**ASSIGNMENT:** Revise the passage about relationships, starting at the words "If you already" and ending after "push them away.", and replace "communication" with "dialogue" in that stretch.

**PASSAGE:**

+---+

Relationships need to have balance, their will be negatives, but they can’t outweigh the positives. Sometimes one person will be weak, and the balance may change. Person A may have to put in 80% whilst person B only puts in 20%. Let’s take grieving as an example. Person B’s mother has just passed away, which is a great loss to person B who doesn’t know how to deal with it and all aspects of Person B’s life are affected. Person A will help pick person B back up again, take some pressure or person B whilst they are struggling, show their support and care. If you are not willing to accept that sometimes in life people won’t be able to give you their all, then you probably shouldn’t be with that person. You need to love someone enough to guide them through their toughest times, and they need to love you enough to do the same.
If you already love someone, or when you find someone that you do. Keep the relationship healthy by being consistent. Talk to eachother, tell eachother what your feeling and thinking. Agree on what’s acceptable to change and what’s not. A breakdown in communication will have a devestating impact on your relationship. Don’t let them slip away and don’t push them away.

+---+

[Extracted data listing]
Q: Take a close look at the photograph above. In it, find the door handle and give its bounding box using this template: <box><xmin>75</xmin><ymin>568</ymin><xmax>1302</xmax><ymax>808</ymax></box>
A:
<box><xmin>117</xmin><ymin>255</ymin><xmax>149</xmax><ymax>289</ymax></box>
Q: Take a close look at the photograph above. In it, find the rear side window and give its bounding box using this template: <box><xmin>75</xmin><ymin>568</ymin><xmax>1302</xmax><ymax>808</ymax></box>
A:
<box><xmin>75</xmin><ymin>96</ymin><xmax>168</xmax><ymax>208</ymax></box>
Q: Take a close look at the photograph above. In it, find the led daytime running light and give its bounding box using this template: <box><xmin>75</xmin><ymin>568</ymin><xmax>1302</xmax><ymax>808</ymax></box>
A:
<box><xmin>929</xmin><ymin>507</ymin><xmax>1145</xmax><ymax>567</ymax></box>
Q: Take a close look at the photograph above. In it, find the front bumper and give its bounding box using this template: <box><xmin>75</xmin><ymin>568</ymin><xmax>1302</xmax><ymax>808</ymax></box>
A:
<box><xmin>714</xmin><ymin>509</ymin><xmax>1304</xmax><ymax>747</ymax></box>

+---+

**RESULT:**
If you already love someone, or when you find someone that you do. Keep the relationship healthy by being consistent. Talk to eachother, tell eachother what your feeling and thinking. Agree on what’s acceptable to change and what’s not. A breakdown in dialogue will have a devestating impact on your relationship. Don’t let them slip away and don’t push them away.